_Image point grounding data_:
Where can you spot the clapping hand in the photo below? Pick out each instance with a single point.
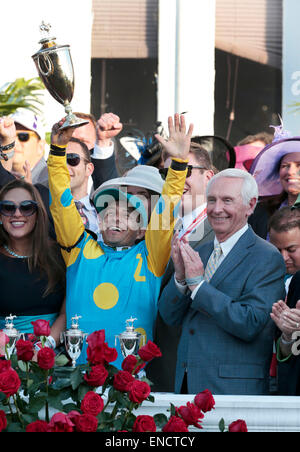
(108, 126)
(178, 144)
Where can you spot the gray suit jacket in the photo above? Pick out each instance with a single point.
(227, 335)
(161, 371)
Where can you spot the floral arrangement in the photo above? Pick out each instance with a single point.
(95, 397)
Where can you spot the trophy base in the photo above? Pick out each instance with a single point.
(73, 123)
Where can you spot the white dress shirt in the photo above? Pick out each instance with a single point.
(226, 247)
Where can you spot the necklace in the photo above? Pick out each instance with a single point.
(12, 253)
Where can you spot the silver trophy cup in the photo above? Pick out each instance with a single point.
(73, 340)
(13, 335)
(129, 339)
(55, 68)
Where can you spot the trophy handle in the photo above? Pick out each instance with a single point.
(48, 63)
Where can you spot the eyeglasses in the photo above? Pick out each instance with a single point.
(164, 171)
(26, 208)
(74, 159)
(24, 136)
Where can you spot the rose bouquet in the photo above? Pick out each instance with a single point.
(95, 397)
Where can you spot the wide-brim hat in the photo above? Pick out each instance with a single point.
(147, 177)
(104, 197)
(265, 167)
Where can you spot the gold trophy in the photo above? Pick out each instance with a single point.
(55, 68)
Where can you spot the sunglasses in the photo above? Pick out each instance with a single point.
(26, 208)
(74, 159)
(25, 136)
(164, 171)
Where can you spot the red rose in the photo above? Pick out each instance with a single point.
(149, 351)
(122, 381)
(46, 358)
(238, 426)
(86, 423)
(97, 376)
(191, 414)
(60, 423)
(139, 391)
(41, 327)
(129, 364)
(205, 401)
(4, 365)
(72, 415)
(175, 424)
(144, 424)
(9, 382)
(3, 421)
(92, 404)
(37, 427)
(25, 350)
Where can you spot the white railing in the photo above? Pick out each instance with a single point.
(261, 413)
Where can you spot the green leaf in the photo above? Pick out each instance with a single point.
(222, 425)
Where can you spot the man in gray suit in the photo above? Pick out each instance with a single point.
(222, 295)
(194, 226)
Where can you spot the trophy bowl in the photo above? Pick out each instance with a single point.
(73, 340)
(55, 68)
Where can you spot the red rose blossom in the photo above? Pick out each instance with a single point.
(144, 423)
(9, 382)
(4, 365)
(86, 423)
(149, 351)
(129, 364)
(122, 381)
(238, 426)
(205, 401)
(41, 327)
(175, 424)
(97, 376)
(25, 350)
(37, 427)
(191, 414)
(3, 420)
(92, 404)
(139, 391)
(60, 423)
(46, 358)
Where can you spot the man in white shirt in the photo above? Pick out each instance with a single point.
(193, 226)
(222, 295)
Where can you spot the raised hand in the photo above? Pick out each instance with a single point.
(177, 258)
(193, 264)
(61, 137)
(108, 126)
(178, 144)
(7, 130)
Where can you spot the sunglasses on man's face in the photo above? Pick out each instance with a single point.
(25, 136)
(26, 208)
(164, 171)
(74, 159)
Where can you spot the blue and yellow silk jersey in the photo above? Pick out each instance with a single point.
(104, 286)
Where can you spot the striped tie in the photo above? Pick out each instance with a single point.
(212, 263)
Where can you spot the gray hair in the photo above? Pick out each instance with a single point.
(249, 188)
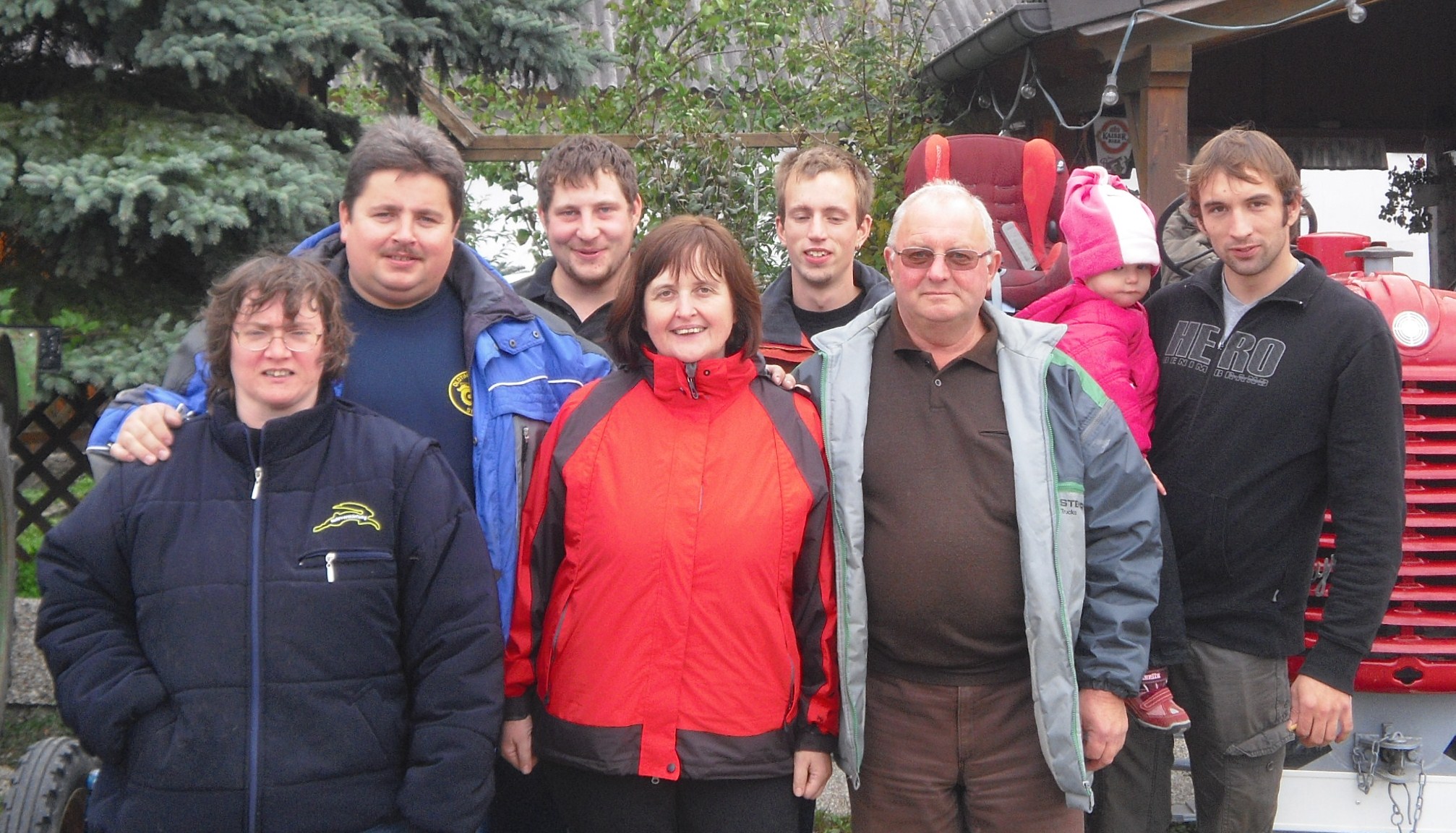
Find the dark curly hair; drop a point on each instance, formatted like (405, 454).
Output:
(254, 286)
(685, 244)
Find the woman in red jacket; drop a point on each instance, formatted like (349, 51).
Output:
(672, 649)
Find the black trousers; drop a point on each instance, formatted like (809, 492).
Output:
(523, 803)
(594, 803)
(1170, 638)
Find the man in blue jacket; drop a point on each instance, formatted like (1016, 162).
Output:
(474, 367)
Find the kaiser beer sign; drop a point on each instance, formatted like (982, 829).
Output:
(1114, 145)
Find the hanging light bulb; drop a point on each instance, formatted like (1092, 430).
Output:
(1110, 95)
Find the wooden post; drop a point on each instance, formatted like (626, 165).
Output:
(1442, 239)
(1160, 111)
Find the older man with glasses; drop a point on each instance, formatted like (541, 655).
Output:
(999, 547)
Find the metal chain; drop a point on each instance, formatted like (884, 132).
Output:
(1414, 816)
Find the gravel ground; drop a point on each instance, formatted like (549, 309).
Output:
(30, 680)
(31, 685)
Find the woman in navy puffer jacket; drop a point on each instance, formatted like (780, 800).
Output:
(291, 625)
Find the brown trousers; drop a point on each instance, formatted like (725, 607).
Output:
(956, 759)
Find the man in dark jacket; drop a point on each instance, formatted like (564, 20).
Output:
(588, 205)
(284, 630)
(443, 347)
(1280, 396)
(823, 219)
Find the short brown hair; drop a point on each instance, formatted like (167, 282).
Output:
(411, 146)
(254, 286)
(577, 159)
(810, 162)
(1242, 153)
(686, 244)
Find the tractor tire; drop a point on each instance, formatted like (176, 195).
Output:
(48, 790)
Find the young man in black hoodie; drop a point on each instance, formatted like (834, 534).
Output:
(1280, 396)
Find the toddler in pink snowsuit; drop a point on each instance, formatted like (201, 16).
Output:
(1114, 255)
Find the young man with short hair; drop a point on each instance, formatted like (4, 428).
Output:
(1279, 396)
(588, 204)
(824, 195)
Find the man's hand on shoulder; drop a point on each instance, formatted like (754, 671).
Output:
(779, 376)
(1104, 727)
(146, 435)
(1319, 714)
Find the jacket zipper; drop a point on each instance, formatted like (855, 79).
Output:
(1062, 589)
(555, 638)
(841, 554)
(254, 650)
(337, 557)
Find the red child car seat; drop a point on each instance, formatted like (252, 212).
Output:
(1021, 182)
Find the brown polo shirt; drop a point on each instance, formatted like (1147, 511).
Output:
(943, 564)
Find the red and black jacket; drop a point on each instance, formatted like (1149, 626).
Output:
(675, 610)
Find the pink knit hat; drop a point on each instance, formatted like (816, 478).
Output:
(1104, 225)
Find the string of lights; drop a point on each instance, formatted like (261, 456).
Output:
(1029, 82)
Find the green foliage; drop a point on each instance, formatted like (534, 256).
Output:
(124, 356)
(155, 143)
(821, 66)
(133, 188)
(25, 583)
(1401, 204)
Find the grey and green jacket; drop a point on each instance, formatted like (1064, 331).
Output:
(1085, 505)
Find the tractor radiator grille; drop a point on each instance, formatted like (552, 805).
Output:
(1416, 647)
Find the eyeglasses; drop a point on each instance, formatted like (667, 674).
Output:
(258, 340)
(956, 260)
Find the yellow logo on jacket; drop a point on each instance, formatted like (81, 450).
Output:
(461, 392)
(348, 511)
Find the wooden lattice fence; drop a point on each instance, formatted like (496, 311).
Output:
(50, 448)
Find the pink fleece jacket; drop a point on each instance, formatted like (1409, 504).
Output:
(1110, 343)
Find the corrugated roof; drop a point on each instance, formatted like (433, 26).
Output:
(953, 21)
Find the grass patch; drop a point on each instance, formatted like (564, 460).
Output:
(25, 583)
(25, 725)
(30, 541)
(830, 823)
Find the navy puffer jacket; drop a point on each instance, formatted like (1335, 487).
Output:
(291, 633)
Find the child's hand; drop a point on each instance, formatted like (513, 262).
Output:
(1157, 482)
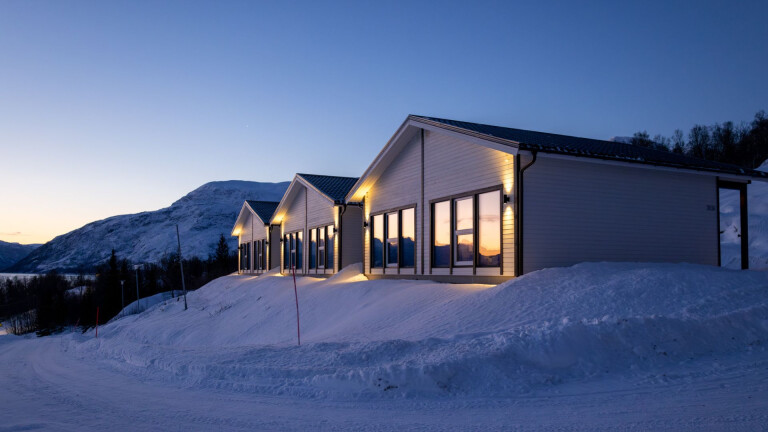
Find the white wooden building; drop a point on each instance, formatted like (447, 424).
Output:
(258, 241)
(467, 202)
(320, 232)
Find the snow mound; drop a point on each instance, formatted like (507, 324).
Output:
(369, 339)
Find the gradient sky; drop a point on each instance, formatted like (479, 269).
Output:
(119, 107)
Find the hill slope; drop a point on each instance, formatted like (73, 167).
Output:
(424, 338)
(202, 215)
(11, 253)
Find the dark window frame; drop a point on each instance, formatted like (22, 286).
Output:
(452, 199)
(326, 229)
(371, 228)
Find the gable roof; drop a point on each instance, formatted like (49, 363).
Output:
(335, 188)
(510, 140)
(263, 209)
(585, 147)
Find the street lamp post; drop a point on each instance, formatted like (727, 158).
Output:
(136, 267)
(122, 292)
(181, 266)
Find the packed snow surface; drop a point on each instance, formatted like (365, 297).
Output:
(600, 346)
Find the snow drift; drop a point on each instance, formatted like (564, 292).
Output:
(407, 338)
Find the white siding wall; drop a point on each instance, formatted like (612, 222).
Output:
(320, 212)
(274, 249)
(581, 211)
(296, 213)
(400, 185)
(295, 220)
(453, 166)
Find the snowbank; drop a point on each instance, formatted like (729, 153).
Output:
(405, 338)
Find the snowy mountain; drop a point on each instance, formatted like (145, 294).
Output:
(202, 215)
(11, 253)
(730, 225)
(593, 347)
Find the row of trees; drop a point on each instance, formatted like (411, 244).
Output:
(51, 302)
(744, 144)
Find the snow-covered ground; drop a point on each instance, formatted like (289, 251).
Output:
(608, 346)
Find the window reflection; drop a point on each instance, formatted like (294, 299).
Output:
(329, 247)
(392, 235)
(489, 229)
(378, 241)
(441, 244)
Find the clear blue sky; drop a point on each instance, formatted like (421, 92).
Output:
(116, 107)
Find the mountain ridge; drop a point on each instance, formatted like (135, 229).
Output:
(202, 215)
(11, 253)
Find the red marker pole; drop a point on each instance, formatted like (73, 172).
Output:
(296, 294)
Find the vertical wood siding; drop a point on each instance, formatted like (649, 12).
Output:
(453, 166)
(400, 185)
(578, 211)
(274, 249)
(320, 210)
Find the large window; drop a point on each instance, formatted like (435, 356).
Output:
(393, 239)
(470, 226)
(408, 238)
(313, 248)
(489, 229)
(441, 243)
(259, 255)
(329, 247)
(377, 242)
(321, 247)
(463, 231)
(286, 253)
(299, 249)
(292, 251)
(392, 236)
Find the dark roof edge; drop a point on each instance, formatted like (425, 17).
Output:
(736, 170)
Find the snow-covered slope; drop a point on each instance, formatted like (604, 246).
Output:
(417, 338)
(202, 215)
(11, 253)
(730, 225)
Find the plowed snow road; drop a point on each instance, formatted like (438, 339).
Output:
(46, 386)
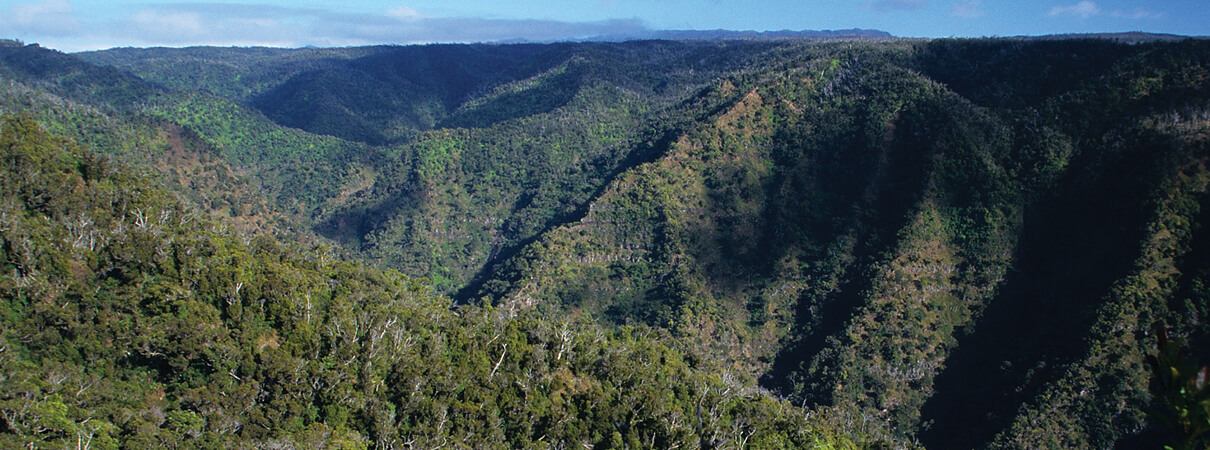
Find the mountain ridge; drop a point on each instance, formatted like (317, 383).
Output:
(862, 225)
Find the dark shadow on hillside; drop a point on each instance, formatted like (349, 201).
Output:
(877, 209)
(1075, 244)
(374, 98)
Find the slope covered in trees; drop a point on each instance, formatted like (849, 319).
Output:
(967, 242)
(131, 319)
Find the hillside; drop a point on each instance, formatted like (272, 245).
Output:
(132, 321)
(964, 242)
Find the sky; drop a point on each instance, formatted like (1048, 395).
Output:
(73, 26)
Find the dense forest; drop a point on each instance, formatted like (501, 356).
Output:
(698, 243)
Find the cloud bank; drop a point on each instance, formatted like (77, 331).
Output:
(56, 24)
(969, 9)
(1087, 9)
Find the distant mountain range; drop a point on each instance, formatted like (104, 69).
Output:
(766, 240)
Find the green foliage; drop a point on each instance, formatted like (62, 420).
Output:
(868, 226)
(130, 323)
(1181, 386)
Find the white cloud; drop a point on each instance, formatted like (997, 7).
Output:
(228, 24)
(171, 24)
(892, 5)
(1083, 10)
(968, 9)
(1136, 15)
(404, 13)
(50, 17)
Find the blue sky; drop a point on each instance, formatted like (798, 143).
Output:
(91, 24)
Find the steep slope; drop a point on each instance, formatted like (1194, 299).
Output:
(967, 242)
(130, 321)
(858, 246)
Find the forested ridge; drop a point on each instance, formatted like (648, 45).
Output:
(767, 243)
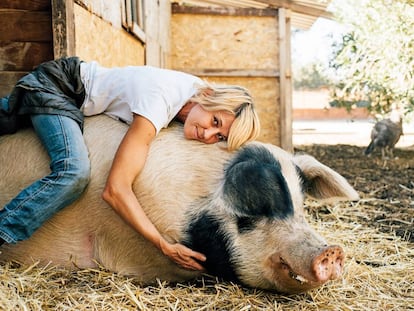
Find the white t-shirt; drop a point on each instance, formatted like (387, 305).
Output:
(154, 93)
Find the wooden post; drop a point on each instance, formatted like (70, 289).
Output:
(285, 82)
(63, 28)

_Task_: Where a line of the data holds "siding", show that line.

_Written solution_:
Find the white siding wall; drop a point on each instance, formatted like (612, 222).
Find the vertical wood siding; drop a point on each instance, formatted like (649, 12).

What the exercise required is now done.